# Should I chop off damaged hair?



## Maria Sparks (Jun 10, 2016)

Here's my situation..

For the past year or so I've been a bottle blonde. It's damaged but not suuper damaged.

Ex. When it's wet it does NOT stretch and snap when tugged, and doesn't have that "smushy silly string" texture to it that truly fried hair gets. No where near that. It's just rather limp, rough, and tangles way more easily than I know my virgin hair used to.

Onto my question! I want to grow my virgin hair back out and have it smooth and shiny and manageable again. I've already dyed it back to brown to get started but...

Would it be best to cut a pixie and get rid of as much of the bleached hair length as possible?

Do split ends really work their way up the hair shaft? (My main concern)

I'd rather start all over so to speak than sacrifice the health of my regrowth because the lengths are damaged...


----------



## Geek2 (Jun 10, 2016)

A fresh cut definitely helps with the overall health of the hair. The split ends don't travel up the hair shaft so to speak but they always say that if you are growing your hair, regular trims on the ends are important. You want the new growth to be healthy and the best way to do that is cut off the damaged part.


----------



## Lin1018 (Aug 18, 2016)

My hairdresser's mantra is "see a split end, chop it off", which is precisely what she did with my fried hair she then told me to get Pro-naturals hair repair system with argan oil. I used it for one week in every six weeks alongside my Optima Tea Tree shampoo &amp; conditioner for the other five weeks but making sure I used the hair mask once a week and the argan oil leave in treatment after each shampoo whether it was Optima or Pro-naturals.


----------



## stackescape (Sep 6, 2016)

**LISTED ENTRIES**
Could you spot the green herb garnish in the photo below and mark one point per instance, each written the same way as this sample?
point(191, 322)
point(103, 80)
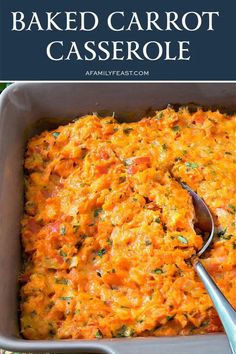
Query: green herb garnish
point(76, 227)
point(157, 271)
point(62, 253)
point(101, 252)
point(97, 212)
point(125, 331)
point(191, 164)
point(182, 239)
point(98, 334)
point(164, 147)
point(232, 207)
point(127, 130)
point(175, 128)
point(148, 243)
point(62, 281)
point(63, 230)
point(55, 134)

==

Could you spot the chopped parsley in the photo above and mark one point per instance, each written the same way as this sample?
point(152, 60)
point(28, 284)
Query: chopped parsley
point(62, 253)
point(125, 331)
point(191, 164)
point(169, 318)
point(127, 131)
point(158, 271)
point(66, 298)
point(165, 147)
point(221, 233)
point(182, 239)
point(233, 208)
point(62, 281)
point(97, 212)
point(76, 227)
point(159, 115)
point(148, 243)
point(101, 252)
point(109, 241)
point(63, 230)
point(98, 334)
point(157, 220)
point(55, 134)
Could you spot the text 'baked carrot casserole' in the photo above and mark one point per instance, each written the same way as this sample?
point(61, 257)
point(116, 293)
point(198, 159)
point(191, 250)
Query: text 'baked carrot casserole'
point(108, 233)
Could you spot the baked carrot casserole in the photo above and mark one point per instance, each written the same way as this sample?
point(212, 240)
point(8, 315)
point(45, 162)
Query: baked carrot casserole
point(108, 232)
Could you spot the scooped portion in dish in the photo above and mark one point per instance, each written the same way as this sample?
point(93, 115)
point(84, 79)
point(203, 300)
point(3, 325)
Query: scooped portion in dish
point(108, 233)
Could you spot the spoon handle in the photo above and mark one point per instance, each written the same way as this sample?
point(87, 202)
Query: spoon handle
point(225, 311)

**YOUR TASK**
Rewrite the passage of the thread about damaged hair starting at "Ex. When it's" and ending at "length as possible?", swapping "pixie" for "bob". The records have no connection to the thread about damaged hair.

**SOLUTION**
Ex. When it's wet it does NOT stretch and snap when tugged, and doesn't have that "smushy silly string" texture to it that truly fried hair gets. No where near that. It's just rather limp, rough, and tangles way more easily than I know my virgin hair used to.

Onto my question! I want to grow my virgin hair back out and have it smooth and shiny and manageable again. I've already dyed it back to brown to get started but...

Would it be best to cut a bob and get rid of as much of the bleached hair length as possible?